### ЗАДАНИЯ
A: В каком городе было написано открытое письмо 1968 года, о котором говорится в отрывке о Марченко?
B: Пожалуйста, объясните по отрывку о Марченко, почему его жизнь названа тесно связанной с Владимирской областью.
C: Продолжите отрывок о Марченко, начав сразу после его последнего предложения.

─── ОТРЫВОК ───

«Прецедент личной ответственности партийных деятелей перед народом опасен и заразителен»
«Авторам писем, участникам митингов и собраний в поддержку политики ЦК КПСС мне хотелось бы напомнить, что все так называемые ошибки и перегибы в истории нашей страны происходили под бурные, долго не смолкающие аплодисменты, переходящие в овацию, под крики единодушного одобрения наших высокосознательных граждан. Послушание, как выяснилось, не самая ценная гражданская добродетель», - писал правозащитник Анатолий Марченко в 1968 году в открытом письме об угрозе советского вторжения в Чехословакию. Это знаменитое послание было написано в городе Александрове Владимирской области.
Жизнь Марченко - известного советского диссидента, писателя, много лет боровшегося с тоталитарной системой и отстаивавшего права человека, тесно была связана с Владимирской областью. Часть второго тюремного срока за «измену родине» он провел во Владимирском Централе. После освобождения, с 1966 по 1968 годы, Марченко жил на своей родине в Барабинске, а также в Курске, Москве и в Александрове, где писал книгу «Мои показания» о политических лагерях и тюрьмах СССР послесталинского периода, вышедшую в самиздате и заграницей на большинстве европейских языков. Часть произведения была посвящена Владимирскому Централу.

─── ИСХОДНЫЕ ДАННЫЕ ───

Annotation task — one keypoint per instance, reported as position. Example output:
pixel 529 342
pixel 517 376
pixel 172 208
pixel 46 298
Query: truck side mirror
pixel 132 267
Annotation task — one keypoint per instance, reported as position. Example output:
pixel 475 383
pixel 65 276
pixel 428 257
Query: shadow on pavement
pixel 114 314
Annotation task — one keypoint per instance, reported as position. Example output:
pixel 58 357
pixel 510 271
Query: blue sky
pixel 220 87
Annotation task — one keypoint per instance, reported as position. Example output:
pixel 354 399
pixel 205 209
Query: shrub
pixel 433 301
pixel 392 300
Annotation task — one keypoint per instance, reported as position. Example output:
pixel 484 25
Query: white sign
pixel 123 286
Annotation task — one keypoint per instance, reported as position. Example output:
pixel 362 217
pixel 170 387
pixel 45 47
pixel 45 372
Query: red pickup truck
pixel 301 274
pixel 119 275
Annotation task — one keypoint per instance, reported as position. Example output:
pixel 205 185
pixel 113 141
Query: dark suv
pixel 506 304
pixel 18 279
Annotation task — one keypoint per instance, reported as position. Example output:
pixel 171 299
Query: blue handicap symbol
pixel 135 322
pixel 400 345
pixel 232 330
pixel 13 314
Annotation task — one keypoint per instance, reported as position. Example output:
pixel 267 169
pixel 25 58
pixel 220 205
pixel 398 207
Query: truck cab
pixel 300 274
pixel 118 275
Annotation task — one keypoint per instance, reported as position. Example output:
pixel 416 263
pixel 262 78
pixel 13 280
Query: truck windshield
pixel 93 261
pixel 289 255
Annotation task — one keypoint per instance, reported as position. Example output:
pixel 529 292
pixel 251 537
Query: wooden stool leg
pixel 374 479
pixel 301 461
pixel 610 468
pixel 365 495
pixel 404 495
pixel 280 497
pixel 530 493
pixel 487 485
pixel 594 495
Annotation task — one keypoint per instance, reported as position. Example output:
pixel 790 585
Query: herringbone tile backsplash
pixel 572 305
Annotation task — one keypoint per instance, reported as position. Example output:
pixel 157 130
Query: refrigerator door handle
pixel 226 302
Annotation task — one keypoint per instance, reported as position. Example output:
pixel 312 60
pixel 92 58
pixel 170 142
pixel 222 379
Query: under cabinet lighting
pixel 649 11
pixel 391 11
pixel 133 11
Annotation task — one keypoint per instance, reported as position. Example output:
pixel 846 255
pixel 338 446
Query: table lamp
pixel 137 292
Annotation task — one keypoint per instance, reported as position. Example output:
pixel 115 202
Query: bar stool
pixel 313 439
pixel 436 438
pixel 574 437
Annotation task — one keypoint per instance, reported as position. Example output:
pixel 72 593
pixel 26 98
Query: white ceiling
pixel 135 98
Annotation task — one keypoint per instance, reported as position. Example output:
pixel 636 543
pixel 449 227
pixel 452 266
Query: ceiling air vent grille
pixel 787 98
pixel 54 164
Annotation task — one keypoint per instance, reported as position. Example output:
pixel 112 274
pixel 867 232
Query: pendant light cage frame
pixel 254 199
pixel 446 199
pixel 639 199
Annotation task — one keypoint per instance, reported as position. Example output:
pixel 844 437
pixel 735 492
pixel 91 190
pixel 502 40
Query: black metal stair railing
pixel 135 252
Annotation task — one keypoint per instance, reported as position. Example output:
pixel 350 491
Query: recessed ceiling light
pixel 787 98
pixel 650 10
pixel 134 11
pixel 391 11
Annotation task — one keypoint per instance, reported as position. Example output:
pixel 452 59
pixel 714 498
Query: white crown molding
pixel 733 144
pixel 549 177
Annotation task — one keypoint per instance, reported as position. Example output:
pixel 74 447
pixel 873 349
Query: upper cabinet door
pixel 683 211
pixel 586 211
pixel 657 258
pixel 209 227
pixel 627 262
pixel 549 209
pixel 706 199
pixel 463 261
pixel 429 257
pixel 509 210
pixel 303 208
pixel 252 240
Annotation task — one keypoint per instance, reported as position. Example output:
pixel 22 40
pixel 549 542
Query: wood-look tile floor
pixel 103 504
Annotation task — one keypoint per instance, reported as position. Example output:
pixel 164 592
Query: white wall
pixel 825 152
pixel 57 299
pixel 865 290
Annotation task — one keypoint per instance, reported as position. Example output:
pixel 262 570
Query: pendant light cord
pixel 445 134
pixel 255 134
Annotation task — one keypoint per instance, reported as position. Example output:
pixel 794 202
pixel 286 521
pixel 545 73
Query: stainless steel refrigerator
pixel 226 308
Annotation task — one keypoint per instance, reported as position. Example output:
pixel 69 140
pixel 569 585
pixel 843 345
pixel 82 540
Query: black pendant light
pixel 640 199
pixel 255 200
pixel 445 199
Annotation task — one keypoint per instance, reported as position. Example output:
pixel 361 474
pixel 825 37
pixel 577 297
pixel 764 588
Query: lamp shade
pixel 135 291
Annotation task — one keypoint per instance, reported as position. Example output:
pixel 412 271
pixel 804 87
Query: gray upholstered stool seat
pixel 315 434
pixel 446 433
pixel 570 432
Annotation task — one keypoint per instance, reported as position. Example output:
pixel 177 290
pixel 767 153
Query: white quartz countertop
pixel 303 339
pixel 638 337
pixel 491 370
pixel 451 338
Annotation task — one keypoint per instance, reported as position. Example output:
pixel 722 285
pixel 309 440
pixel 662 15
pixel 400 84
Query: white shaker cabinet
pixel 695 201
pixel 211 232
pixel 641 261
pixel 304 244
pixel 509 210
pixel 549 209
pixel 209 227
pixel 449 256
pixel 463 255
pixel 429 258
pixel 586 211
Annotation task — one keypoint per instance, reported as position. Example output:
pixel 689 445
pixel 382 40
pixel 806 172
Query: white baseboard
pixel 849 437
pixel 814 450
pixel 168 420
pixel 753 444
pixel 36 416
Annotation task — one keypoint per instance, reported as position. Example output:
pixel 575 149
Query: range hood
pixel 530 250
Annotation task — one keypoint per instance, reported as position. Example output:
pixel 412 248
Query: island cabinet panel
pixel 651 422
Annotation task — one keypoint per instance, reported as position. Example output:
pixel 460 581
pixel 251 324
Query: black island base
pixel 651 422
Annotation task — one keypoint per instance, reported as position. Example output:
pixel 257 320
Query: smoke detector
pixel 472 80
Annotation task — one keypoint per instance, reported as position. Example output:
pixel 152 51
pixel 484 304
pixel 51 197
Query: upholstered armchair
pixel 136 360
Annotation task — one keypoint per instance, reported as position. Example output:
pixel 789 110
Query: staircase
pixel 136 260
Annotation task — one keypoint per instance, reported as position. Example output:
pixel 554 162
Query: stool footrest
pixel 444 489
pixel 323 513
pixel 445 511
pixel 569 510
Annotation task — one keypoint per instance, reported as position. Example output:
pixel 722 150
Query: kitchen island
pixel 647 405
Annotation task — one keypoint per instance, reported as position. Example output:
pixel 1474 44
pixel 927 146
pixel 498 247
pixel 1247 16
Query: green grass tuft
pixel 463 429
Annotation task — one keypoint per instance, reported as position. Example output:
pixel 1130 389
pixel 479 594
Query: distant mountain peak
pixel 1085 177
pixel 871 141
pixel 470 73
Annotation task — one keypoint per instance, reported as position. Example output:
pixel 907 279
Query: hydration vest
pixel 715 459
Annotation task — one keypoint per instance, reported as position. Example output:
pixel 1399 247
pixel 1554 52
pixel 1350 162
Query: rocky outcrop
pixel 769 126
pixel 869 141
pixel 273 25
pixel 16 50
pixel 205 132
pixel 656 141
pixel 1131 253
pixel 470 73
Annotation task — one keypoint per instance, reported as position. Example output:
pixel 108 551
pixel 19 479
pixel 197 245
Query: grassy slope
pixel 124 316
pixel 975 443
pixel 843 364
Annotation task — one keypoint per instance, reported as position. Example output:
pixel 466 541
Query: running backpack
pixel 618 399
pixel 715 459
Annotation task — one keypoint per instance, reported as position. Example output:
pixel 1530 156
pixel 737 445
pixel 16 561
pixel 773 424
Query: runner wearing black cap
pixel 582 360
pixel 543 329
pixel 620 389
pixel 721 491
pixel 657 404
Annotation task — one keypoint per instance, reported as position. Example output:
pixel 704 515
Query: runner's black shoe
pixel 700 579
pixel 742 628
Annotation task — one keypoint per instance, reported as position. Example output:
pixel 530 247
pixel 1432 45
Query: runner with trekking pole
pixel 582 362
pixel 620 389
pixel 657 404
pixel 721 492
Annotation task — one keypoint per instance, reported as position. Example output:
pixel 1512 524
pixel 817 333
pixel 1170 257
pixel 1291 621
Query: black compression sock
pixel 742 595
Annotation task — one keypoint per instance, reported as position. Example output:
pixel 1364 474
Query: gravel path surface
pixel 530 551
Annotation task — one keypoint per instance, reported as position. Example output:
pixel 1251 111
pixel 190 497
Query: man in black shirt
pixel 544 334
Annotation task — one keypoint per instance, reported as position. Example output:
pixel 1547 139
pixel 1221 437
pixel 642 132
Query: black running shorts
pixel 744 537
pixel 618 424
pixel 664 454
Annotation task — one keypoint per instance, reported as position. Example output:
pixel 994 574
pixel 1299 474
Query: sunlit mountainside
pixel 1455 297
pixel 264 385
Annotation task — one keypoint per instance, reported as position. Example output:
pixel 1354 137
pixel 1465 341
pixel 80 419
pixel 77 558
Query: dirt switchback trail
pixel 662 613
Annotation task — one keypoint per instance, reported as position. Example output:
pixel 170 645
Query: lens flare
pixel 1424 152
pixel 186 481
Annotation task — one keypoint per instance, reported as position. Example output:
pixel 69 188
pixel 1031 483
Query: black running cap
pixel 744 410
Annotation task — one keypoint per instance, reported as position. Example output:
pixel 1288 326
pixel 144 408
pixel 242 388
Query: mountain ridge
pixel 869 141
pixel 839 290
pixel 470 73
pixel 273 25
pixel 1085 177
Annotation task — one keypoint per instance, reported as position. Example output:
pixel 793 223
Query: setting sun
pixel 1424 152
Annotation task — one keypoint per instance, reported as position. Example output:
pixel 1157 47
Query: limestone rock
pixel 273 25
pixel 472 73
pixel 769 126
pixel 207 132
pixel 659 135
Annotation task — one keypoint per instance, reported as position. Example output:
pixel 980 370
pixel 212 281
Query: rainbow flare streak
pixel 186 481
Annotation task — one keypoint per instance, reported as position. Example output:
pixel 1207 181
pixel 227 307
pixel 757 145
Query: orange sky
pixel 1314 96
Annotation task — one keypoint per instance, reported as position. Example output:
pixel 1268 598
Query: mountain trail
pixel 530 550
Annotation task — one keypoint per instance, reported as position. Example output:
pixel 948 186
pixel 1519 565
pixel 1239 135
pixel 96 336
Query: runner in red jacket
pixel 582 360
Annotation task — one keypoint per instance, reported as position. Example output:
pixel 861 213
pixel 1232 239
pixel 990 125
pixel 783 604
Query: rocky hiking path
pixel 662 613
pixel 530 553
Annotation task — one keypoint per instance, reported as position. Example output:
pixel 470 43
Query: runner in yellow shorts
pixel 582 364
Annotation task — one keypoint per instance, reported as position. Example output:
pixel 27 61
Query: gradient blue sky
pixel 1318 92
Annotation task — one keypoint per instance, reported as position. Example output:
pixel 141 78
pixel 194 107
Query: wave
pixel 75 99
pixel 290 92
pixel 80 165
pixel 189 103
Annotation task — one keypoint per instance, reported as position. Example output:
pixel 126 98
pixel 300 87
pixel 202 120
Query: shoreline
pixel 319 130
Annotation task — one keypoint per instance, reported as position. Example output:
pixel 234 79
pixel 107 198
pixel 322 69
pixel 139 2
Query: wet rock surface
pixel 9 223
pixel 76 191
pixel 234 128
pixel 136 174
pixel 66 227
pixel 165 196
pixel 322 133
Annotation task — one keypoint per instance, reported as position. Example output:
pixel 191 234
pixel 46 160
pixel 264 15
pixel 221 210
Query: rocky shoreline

───

### ОТВЕТЫ ПО ЗАДАНИЯМ
A: В городе Александрове Владимирской области.

B: Часть второго тюремного срока за «измену родине» Марченко провел во Владимирском Централе. После освобождения он жил в том числе в Александрове, где написал знаменитое открытое письмо и работал над книгой «Мои показания», часть которой посвящена Владимирскому Централу.

C:
После отбывания пятого срока в Иркутской области, в 1978 году, диссидент поселился в городе Карабаново Александровского района Владимирской области. 17 марта 1981 года, через год после выступления с открытым письмом к академику Капице в защиту академика Сахарова в связи с высылкой его из Москвы, Анатолий Марченко был арестован последний раз и помещен во Владимирский Централ. По обвинительному заключению диссиденту вменялось в вину написание и распространение книг, статей, обращений, открытых писем, черновых записей. В сентябре 1981 года Владимирским судом Марченко был осуждён в шестой раз по статье 70 УК РСФСР («антисоветская агитация и пропаганда») и приговорён к 10 годам в колонии строгого режима и 5 годам ссылки. В 1986 году, будучи в Чистопольской тюрьме, Марченко объявил голодовку, которую продержал 117 дней, с требованием освободить всех политзаключенных в СССР. Спустя несколько дней после окончания голодовки Марченко умер. Его смерть вызвала широкий резонанс. После этих событий осуждённых по «политическим» статьям начали выпускать из тюрем.
Об александровском периоде своей жизни и о «чехословацком» письме Анатолий Марченко написал в книге «Живи как все». Выйдя в 1966 году на свободу после 6 лет политлагерей и тюрем, он поставил перед собой цель написать книгу, чтобы рассказать советским людям и мировому сообществу, что политические репрессии в СССР в послесталинскую эпоху никуда не делись. В поисках работы и официальной прописки Марченко сменил несколько мест.
В Александрове он поселился на окраине города у «бабы Нюры», устроился грузчиком на Александровском ЛВЗ и продолжал активно писать начатую в Москве книгу «Мои показания», соблюдая все возможные меры конспирации.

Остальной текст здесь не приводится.